WHAT YOU NEED TO DO: In the forum thread about a possible female electric blue, how long after bringing the fish home did photoguy135 notice its color fading?

QUOTED PASSAGE:
◆ ◆ ◆ ◆ ◆ ◆ ◆

# female electric blue???



## birdshot

i know most females look too similar to tell the difference, but was hoping i might get lucky here. the closest thing i can find is an electric blue, but there aren't even many pictures of females to compare. trying to figure out how to put a picture on here. any help? for now i'll give a description. looks like a typical female coloration, darker stripes on a brown background. blue reflects quite a bit in the right light. a blue edging on top of dorsal fin with an even more defined edging on tips of bright orange. when i look at pictures of other females, the biggest difference i see is my fish is darker. it has identical body shape to an electric blue. the feature most similar that i didn't find in many cichlids is the shape of the head and the longer body.[/list]


----------



## birdshot

http://www.facebook.com/album.php?aid=2 ... 34f543f552


----------



## birdshot

nobody has any idea??? could or couldn't be???


----------



## Fogelhund

It could be a female Scieanochromis fryeri, but the pictures aren't good enough to tell for certain.


----------



## robmc13

It looks allot like my female Fryeri/ Here is a pic of my Male and his Bride.

Male









The Bride


----------



## Mcdaphnia

There may be no practical way to be sure. Of course one way to tell is to put her with a real electric blue male and some other real electric blue females. then when she has a mouthful, raise them up to maturity. If the males don't look exactly like electric blues, you have lots of live food to feed to your big Central American cichlids.

I didn't say it was practical. Plus it may not be foolproof. If the female in question is mostly electric blue, it would be harder as each generation is bred back to electric blue, to see differences. This is how we lose strains and whole species by trying to use questionable fish in breeding programs. Not that anyone here would, but when you go into pets shops it's durn obvious that someone is.


----------



## photoguy135

If I had to guess, I would say yes. I had bought 1 of those fish from the LFS. It was a really beautiful bright deep blue. I could see why they are called Electric Blue because it sure looked like blue neon. Then about 3 weeks after I brought it home I noticed the color was fading. All the way to the point to where it looks just like the one in your pictures. The brightest picture of the 3 you sent looks just like it. I was told by the LFS that they were Electric Blues. But to be honest, the LFS stores here in the Philippines, at least the ones I have been to, don't really know a lot about what they are really selling let alone if they are an herbivore and a carnivore. But if I had to guess your pic is an Electric Blue Female.

◆ ◆ ◆ ◆ ◆ ◆ ◆

(Rows of labeled points)
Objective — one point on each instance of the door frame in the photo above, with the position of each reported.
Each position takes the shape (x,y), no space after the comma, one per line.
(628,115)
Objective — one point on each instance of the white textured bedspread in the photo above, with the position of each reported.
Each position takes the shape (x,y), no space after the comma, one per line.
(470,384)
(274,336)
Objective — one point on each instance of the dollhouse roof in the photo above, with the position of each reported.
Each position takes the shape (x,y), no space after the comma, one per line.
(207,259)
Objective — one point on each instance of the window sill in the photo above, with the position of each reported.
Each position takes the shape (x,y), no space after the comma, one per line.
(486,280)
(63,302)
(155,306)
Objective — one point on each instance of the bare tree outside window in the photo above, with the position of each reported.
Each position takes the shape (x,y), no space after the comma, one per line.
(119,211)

◆ ◆ ◆ ◆ ◆ ◆ ◆

RESULT: About 3 weeks.